Copy out the blog post on reopening and personal risk word for word, from start to finish.

Supplied passage:
^^^^
"When and how to reopen has become a matter of intense debate around the world, perhaps no more so than in the United States,” says The Associated Press. "Some states there have started lifting their coronavirus restrictions piecemeal and according to their own, often arbitrary, timetables, leaving Americans to make their own decisions about what they should and should not do to protect their health, their livelihoods and their neighbors."
“There will never be a perfect amount of protection,” says Josh Santarpia, a microbiology expert at the University of Nebraska Medical Center who's studying the coronavirus. “It’s a personal risk assessment. Everybody has to decide, person by person, what risk they’re willing to tolerate.”
An article in The Atlantic focusing on the reopening in Europe says, "millions of people will have to make millions of small and large decisions about how to go about their daily life — balancing their own risk tolerance, mental health, and need for income.”
“It’s really a terrible moral choice,” says Boris Cyrulnik, a French psychologist and neurologist. “Freedom will lead to death, while constriction and denying people their freedom will stave off death but will bring economic ruin.”
I readily confess that I find this anxiety-producing.
There still is so much we don’t know about this virus. Asymptomatic transmission. The possibility that recovered patients can catch it again. Atypical symptoms and dangers such as blood clots and low oxygen levels.
Then there’s the complication that this medical issue has become politicized.
As you know, I write this blog because I’m not a fan of gaping unknowns. But every decision we make in this life is based on uncertainty. In this case, the uncertainties are just greater and the stakes higher.
Let’s have compassion for each other as we do the best we can.
This morning, I pass along to you what Christopher Robin told Pooh: “You’re braver than you believe, and stronger than you seem, and smarter than you think.”
^^^^
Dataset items
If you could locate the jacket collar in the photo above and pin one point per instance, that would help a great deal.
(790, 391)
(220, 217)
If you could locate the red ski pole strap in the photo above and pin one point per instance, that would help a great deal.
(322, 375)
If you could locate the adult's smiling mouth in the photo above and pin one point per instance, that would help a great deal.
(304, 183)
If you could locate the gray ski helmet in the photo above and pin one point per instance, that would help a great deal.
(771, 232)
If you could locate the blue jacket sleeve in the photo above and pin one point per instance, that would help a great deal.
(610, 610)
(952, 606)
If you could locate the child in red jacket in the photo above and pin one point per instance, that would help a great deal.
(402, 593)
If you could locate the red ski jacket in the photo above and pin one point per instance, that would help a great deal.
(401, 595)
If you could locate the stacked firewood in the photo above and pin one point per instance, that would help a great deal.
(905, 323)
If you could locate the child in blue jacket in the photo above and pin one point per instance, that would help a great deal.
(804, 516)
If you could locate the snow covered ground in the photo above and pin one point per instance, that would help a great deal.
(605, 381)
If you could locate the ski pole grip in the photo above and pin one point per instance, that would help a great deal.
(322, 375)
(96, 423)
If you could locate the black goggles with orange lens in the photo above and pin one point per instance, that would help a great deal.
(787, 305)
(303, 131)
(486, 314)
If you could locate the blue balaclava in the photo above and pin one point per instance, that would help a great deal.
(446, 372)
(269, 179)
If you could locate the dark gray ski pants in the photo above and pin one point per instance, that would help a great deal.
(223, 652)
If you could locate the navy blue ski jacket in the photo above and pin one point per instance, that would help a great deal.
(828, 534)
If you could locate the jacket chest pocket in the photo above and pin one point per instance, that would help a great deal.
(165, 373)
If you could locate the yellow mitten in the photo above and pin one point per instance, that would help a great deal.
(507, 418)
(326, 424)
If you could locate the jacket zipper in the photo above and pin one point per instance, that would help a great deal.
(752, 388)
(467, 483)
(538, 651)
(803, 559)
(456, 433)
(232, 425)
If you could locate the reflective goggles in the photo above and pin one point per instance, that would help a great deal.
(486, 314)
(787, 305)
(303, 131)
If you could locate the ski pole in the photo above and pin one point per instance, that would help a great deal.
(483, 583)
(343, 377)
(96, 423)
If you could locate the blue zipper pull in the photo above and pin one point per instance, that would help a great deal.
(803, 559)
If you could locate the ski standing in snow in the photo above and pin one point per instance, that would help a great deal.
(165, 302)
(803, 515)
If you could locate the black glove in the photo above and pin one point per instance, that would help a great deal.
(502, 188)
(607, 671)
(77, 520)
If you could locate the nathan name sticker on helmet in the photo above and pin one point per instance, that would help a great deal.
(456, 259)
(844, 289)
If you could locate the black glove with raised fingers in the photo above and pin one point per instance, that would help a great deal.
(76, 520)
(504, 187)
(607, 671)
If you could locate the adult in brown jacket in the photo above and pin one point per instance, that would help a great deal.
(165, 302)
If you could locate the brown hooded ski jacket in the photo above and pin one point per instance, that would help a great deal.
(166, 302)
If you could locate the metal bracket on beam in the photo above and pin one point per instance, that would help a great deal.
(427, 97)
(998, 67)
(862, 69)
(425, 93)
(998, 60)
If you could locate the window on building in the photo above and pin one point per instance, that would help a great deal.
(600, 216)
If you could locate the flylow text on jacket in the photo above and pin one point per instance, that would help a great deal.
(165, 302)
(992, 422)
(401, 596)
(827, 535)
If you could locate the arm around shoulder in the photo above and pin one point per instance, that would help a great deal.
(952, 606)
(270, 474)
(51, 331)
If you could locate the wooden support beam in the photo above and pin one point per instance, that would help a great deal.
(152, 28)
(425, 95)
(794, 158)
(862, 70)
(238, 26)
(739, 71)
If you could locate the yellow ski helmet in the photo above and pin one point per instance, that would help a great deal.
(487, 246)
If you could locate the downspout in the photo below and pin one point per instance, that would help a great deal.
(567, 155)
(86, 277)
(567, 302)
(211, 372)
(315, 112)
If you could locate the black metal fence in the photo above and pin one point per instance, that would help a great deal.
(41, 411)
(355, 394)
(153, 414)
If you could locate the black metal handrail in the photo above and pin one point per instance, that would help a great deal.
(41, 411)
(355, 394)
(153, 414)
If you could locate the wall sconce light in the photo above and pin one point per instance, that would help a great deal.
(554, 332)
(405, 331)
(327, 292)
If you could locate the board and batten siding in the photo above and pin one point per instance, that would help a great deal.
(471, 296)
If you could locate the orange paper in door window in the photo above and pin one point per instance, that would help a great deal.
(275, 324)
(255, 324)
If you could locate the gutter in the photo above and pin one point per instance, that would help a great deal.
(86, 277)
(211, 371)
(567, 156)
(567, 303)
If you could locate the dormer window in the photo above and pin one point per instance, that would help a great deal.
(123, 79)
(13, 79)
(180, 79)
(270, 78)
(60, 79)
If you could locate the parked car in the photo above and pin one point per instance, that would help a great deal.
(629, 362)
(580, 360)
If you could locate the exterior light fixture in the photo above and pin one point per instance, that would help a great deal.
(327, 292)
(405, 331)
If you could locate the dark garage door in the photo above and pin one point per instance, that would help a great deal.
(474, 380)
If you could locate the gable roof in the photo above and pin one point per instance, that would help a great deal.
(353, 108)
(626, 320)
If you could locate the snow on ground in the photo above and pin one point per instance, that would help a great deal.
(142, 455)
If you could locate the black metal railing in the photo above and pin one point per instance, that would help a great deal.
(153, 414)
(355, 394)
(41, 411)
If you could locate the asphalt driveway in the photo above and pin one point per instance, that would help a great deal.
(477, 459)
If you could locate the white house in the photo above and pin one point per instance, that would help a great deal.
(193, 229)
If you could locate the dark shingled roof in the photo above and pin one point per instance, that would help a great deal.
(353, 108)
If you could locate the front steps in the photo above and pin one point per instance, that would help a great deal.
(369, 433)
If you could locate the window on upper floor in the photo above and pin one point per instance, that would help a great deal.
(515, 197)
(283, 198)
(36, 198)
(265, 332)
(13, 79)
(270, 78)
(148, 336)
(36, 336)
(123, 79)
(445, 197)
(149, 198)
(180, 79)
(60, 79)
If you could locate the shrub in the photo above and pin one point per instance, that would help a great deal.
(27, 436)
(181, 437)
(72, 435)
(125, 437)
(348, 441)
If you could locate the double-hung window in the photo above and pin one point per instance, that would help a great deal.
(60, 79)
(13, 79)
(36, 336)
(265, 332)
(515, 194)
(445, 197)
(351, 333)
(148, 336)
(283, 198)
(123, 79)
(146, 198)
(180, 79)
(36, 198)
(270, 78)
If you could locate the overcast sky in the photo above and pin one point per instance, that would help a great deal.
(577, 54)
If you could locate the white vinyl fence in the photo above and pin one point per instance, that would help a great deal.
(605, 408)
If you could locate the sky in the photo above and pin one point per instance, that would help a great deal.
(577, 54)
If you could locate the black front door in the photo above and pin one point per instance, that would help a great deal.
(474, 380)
^^^^
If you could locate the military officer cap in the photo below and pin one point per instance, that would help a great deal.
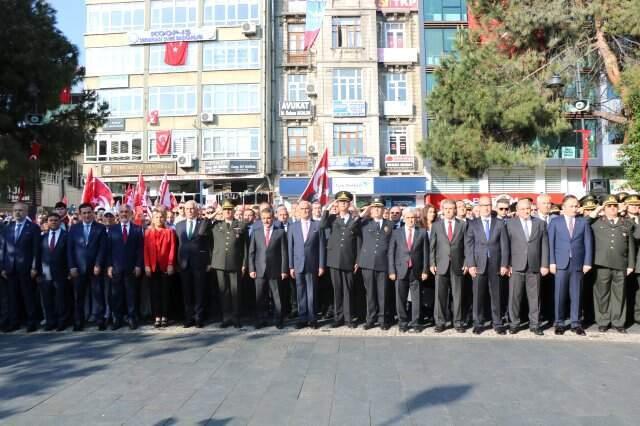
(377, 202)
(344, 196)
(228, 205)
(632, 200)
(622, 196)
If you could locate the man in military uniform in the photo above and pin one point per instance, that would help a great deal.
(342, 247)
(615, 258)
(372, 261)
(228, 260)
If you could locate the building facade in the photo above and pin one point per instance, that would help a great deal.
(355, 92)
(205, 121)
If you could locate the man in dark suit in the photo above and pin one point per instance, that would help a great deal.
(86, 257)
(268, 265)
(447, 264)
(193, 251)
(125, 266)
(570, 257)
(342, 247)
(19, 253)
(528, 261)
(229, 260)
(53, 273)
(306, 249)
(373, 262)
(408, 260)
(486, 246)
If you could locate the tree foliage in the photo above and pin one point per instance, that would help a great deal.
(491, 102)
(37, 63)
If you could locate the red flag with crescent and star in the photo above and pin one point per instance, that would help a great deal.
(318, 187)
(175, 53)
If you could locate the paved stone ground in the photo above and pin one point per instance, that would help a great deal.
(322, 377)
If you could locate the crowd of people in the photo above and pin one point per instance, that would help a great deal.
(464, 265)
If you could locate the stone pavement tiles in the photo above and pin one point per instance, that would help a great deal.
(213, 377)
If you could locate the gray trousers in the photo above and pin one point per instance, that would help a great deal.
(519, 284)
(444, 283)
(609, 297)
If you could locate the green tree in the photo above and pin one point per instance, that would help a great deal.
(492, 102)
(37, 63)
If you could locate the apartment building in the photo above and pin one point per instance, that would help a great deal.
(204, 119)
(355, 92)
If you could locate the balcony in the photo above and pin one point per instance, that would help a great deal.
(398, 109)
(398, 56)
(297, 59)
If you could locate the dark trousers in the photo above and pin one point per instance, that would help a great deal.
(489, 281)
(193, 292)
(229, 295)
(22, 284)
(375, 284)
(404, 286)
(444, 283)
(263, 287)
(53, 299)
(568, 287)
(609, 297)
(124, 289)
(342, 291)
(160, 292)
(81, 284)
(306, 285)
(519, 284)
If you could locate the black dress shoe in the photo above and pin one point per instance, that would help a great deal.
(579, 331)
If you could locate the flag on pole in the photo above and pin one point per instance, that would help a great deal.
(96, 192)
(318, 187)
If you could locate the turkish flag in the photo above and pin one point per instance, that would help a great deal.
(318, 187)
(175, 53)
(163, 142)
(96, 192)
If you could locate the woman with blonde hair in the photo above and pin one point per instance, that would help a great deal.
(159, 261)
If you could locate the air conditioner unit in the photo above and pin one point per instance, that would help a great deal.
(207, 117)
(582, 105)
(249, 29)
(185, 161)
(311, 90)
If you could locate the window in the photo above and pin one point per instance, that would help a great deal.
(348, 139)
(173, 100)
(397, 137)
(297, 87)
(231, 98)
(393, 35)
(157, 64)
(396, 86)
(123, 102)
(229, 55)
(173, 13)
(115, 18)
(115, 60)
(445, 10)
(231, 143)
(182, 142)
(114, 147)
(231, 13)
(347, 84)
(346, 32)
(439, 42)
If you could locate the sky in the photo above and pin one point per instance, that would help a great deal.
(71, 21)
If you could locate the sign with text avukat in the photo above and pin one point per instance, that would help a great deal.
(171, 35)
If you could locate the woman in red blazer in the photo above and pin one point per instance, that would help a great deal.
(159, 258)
^^^^
Finished exercise:
"When and how to reopen has become a matter of intense debate around the world, perhaps no more so than in the United States,” says The Associated Press. "Some states there have started lifting their coronavirus restrictions piecemeal and according to their own, often arbitrary, timetables, leaving Americans to make their own decisions about what they should and should not do to protect their health, their livelihoods and their neighbors."
“There will never be a perfect amount of protection,” says Josh Santarpia, a microbiology expert at the University of Nebraska Medical Center who's studying the coronavirus. “It’s a personal risk assessment. Everybody has to decide, person by person, what risk they’re willing to tolerate.”
An article in The Atlantic focusing on the reopening in Europe says, "millions of people will have to make millions of small and large decisions about how to go about their daily life — balancing their own risk tolerance, mental health, and need for income.”
“It’s really a terrible moral choice,” says Boris Cyrulnik, a French psychologist and neurologist. “Freedom will lead to death, while constriction and denying people their freedom will stave off death but will bring economic ruin.”
I readily confess that I find this anxiety-producing.
There still is so much we don’t know about this virus. Asymptomatic transmission. The possibility that recovered patients can catch it again. Atypical symptoms and dangers such as blood clots and low oxygen levels.
Then there’s the complication that this medical issue has become politicized.
As you know, I write this blog because I’m not a fan of gaping unknowns. But every decision we make in this life is based on uncertainty. In this case, the uncertainties are just greater and the stakes higher.
Let’s have compassion for each other as we do the best we can.
This morning, I pass along to you what Christopher Robin told Pooh: “You’re braver than you believe, and stronger than you seem, and smarter than you think.”